Vitaphone View: Sound Without Talking
The early months of 1928 saw the transition from silent pictures to talkies ramp up big time. After The Jazz Singer premiered in October 1927, Warner Bros committed to releasing virtually all of its features with a synchronized soundtrack using their Vitaphone sound-on-disk process. But that does not mean those films including any talking. In fact, few did.
The beginning of 1928 also saw all of the other major studios, including MGM, Paramount, First National and Universal, banding together in an agreement that essentially said they would take a wait-and-see attitude to gauge the public’s reaction to talkies. None of them would switch to sound unless all of them did.
The wait was very short.
By spring, it was clear that the public wanted sound, and only Warner Bros and Fox (with its sound-on-film process) were giving it to the public. So over the next six months, each of the other studios began to transition to talkies. But most were still not talkies at all. The overwhelming number of features released “with sound” had no dialog. Instead, custom recorded synchronized music and sound effects soundtracks were created. From a marketing standpoint, the studios already recognized that advertising a picture as “With Sound” meant a mediocre film would likely do much more business than a superb silent.
Exhibitors’ publications like Motion Picture Herald, Film Daily, and Exhibitors Herald World quickly adopted definitions for each type of synchronized film so that theatres would understand what they were getting:
A Key to Sound Symbols for a sound-on-disc film.
“SYNCHRONIZED” or “WITH SOUND” – meant no dialog, just music, and sound effects.
PT or ME – meant “Part Talking” or “Musical score & Effects only”. These were hybrid films, usually already completed as silent, to which dialog scenes were subsequently filmed and tacked on to the silent film prior to release. This allowed studios to advertise such pictures with the “SEE AND HEAR” or “HEAR ___ TALK” taglines without revealing that the picture only had snippets of dialog.
SILENT – no soundtrack of any kind. The best silent features increasingly did poorly at the box office as 1928 progressed.
AT – all talking. This meant there was synchronized dialog and music throughout the entire length of the feature. Studios for awhile often released silent versions of such films in order to accommodate theatres not yet wired for sound.
See and Hear Ad for The Barker (1928).
The transition from silent to sound was compressed into only about 30 months, if The Jazz Singer’s release is seen as the starting point, and the end of 1929, with virtually no more silent pictures being produced, as the end. Because of its speed, the studios had over 100 completed or in-production silent pictures during this period, and the need to maximize their box office performance. As such, many already finished silent features received synchronized music-and effects soundtracks before release.

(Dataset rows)
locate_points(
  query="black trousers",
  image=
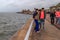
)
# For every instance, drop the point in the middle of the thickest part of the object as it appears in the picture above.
(52, 20)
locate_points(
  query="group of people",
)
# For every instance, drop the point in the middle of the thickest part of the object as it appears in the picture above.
(39, 17)
(55, 15)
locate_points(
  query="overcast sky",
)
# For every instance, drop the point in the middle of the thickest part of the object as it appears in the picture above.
(17, 5)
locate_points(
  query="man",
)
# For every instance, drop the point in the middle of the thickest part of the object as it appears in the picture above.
(36, 24)
(42, 17)
(57, 13)
(52, 16)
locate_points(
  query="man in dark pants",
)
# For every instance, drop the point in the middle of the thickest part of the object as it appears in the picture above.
(42, 17)
(52, 16)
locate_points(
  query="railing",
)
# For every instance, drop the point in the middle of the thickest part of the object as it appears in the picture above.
(28, 32)
(24, 33)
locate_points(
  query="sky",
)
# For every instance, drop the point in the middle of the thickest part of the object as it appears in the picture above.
(18, 5)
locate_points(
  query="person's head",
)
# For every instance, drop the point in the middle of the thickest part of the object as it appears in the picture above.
(42, 8)
(35, 9)
(39, 10)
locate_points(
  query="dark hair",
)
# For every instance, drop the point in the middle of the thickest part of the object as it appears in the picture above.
(39, 10)
(42, 8)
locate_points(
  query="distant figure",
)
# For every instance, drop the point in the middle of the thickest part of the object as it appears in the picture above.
(57, 13)
(42, 17)
(52, 16)
(35, 16)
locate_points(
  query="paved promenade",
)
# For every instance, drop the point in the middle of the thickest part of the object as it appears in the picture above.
(50, 33)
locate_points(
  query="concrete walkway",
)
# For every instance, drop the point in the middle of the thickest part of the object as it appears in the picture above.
(50, 33)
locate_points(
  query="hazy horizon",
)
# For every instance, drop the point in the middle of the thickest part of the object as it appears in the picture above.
(18, 5)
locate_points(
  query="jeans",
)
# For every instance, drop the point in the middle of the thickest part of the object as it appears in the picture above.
(37, 25)
(52, 20)
(42, 21)
(58, 22)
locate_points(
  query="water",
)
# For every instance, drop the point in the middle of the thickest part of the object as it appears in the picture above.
(10, 23)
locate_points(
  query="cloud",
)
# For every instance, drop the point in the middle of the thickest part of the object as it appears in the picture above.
(16, 5)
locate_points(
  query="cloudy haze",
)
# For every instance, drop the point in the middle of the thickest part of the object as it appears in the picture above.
(17, 5)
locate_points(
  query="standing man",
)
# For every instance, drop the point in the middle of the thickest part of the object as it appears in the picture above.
(52, 16)
(57, 13)
(42, 17)
(36, 24)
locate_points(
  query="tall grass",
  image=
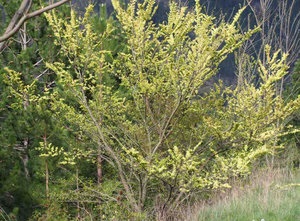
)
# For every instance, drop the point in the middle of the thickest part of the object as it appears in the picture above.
(272, 195)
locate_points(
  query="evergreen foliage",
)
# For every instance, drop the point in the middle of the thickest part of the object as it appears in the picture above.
(118, 129)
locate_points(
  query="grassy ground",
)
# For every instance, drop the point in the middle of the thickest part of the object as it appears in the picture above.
(269, 196)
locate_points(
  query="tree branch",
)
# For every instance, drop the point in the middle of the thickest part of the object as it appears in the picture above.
(22, 15)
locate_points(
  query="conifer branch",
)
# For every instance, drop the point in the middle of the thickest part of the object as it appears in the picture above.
(22, 15)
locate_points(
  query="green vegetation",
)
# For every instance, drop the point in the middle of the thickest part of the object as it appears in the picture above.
(111, 118)
(269, 197)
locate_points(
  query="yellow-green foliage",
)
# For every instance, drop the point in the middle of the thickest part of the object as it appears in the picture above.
(154, 125)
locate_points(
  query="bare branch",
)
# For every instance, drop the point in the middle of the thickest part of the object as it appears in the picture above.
(22, 15)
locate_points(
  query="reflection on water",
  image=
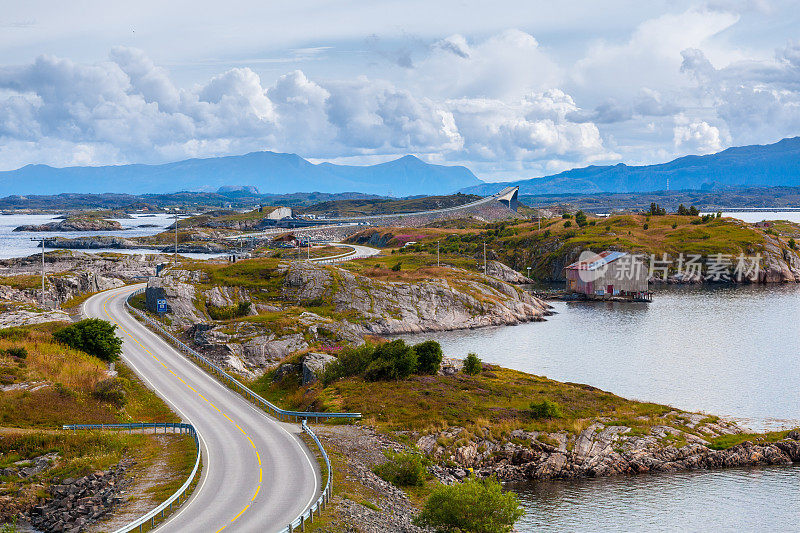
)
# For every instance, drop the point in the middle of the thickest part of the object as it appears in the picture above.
(726, 350)
(19, 244)
(752, 499)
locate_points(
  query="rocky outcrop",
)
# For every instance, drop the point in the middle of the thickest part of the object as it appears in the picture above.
(314, 364)
(75, 224)
(398, 307)
(376, 307)
(23, 317)
(504, 273)
(602, 450)
(95, 242)
(74, 504)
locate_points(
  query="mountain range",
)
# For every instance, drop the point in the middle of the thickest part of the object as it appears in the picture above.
(269, 172)
(771, 165)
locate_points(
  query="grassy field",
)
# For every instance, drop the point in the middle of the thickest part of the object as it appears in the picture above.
(56, 385)
(361, 207)
(48, 385)
(523, 243)
(497, 400)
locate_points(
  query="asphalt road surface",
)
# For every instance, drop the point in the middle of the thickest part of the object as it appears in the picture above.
(257, 473)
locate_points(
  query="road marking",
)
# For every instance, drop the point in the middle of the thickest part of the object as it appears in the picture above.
(258, 456)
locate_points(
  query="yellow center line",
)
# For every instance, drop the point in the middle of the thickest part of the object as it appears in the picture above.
(258, 456)
(240, 512)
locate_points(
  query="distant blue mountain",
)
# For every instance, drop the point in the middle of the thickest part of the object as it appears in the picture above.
(270, 172)
(769, 165)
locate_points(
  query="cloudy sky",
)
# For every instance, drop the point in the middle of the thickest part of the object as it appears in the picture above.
(512, 89)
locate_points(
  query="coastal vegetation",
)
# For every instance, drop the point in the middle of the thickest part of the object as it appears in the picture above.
(47, 380)
(478, 506)
(548, 245)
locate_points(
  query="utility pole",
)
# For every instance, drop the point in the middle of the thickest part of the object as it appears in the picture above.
(176, 238)
(41, 242)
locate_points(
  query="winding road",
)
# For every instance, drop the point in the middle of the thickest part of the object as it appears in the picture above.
(257, 473)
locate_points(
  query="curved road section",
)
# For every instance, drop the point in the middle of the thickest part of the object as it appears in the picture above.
(257, 473)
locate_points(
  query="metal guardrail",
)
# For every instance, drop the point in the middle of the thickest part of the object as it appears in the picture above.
(277, 412)
(322, 501)
(166, 506)
(281, 414)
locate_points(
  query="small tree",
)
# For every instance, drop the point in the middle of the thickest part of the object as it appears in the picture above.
(472, 364)
(392, 361)
(93, 336)
(429, 357)
(545, 409)
(477, 506)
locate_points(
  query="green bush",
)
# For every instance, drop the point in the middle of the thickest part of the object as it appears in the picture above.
(472, 364)
(477, 506)
(93, 336)
(405, 469)
(351, 362)
(545, 409)
(391, 361)
(429, 357)
(19, 352)
(229, 312)
(111, 390)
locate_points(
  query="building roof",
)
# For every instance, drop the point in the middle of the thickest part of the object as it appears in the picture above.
(598, 261)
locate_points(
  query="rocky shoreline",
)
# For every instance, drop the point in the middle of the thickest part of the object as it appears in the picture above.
(74, 224)
(371, 307)
(601, 451)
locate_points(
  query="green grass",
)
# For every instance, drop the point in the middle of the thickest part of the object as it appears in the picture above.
(728, 441)
(70, 376)
(498, 400)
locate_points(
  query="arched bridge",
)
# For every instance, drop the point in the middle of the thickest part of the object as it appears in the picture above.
(509, 197)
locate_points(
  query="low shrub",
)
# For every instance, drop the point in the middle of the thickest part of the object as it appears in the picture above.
(403, 469)
(477, 506)
(472, 364)
(429, 357)
(229, 312)
(93, 336)
(545, 409)
(18, 351)
(111, 390)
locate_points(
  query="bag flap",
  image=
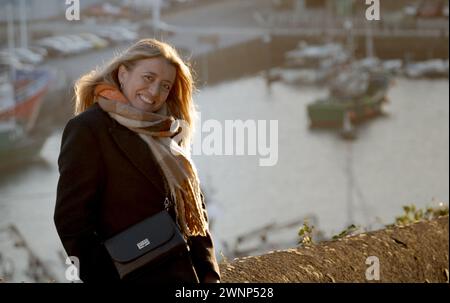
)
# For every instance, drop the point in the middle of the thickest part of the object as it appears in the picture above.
(141, 237)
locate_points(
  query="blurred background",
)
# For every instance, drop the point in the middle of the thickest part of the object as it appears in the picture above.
(362, 109)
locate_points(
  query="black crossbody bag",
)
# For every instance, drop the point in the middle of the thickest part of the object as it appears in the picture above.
(145, 244)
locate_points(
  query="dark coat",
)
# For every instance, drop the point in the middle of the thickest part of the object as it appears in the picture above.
(109, 180)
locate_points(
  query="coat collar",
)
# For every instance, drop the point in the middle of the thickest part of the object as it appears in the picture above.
(138, 152)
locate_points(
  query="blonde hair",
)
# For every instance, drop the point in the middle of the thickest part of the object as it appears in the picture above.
(179, 102)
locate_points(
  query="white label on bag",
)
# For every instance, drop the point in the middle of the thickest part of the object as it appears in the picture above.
(143, 243)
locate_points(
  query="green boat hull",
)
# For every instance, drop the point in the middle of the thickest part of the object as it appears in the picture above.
(332, 113)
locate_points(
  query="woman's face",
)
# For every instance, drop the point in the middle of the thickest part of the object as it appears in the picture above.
(148, 83)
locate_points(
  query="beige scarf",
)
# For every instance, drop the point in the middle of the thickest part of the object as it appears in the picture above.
(179, 171)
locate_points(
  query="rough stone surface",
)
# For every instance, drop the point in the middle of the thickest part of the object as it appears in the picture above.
(414, 253)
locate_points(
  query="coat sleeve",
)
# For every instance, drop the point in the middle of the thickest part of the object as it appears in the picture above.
(202, 253)
(76, 208)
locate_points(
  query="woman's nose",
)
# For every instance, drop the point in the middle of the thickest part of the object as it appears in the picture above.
(153, 90)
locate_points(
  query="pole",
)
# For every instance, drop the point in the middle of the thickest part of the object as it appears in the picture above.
(23, 24)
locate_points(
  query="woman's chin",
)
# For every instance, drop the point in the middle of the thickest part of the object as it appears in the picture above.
(143, 106)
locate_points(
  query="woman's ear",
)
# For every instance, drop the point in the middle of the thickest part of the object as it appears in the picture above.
(122, 74)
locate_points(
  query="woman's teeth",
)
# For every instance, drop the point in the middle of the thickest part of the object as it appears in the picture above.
(145, 99)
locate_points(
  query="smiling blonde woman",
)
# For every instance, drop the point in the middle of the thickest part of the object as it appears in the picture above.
(117, 165)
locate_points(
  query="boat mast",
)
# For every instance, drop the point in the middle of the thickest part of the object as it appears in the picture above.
(10, 33)
(23, 24)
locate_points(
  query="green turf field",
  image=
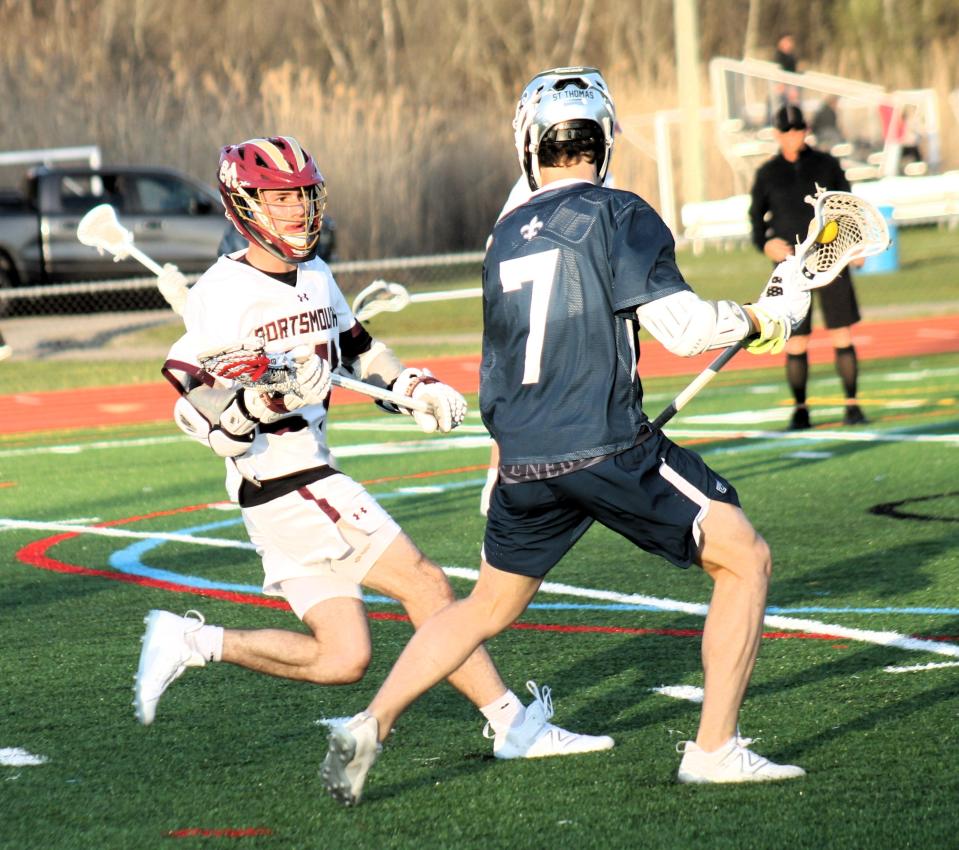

### WRITTEN PROBLEM A
According to the Vitaphone article, why did studios for a while release silent versions of all-talking films?
### WRITTEN PROBLEM B
Repeat everything in the Vitaphone article from "By spring, it" down to "a superb silent.".
### WRITTEN PROBLEM C
Does each statement agree with the Vitaphone article? Answer yes or no and quote the words that decide it. (i) Warner Bros' Vitaphone was a sound-on-film process. (ii) The other major studios agreed that none of them would switch to sound unless all of them did. (iii) The best silent features did increasingly well at the box office as 1928 progressed.
Rely only on the Vitaphone article above when responding.

### TASK OUTPUT A
Studios released silent versions of all-talking films to accommodate theatres that were not yet wired for sound.

### TASK OUTPUT B
By spring, it was clear that the public wanted sound, and only Warner Bros and Fox (with its sound-on-film process) were giving it to the public. So over the next six months, each of the other studios began to transition to talkies. But most were still not talkies at all. The overwhelming number of features released “with sound” had no dialog. Instead, custom recorded synchronized music and sound effects soundtracks were created. From a marketing standpoint, the studios already recognized that advertising a picture as “With Sound” meant a mediocre film would likely do much more business than a superb silent.

### TASK OUTPUT C
(i) No: "their Vitaphone sound-on-disk process"
(ii) Yes: "None of them would switch to sound unless all of them did."
(iii) No: "The best silent features increasingly did poorly at the box office as 1928 progressed."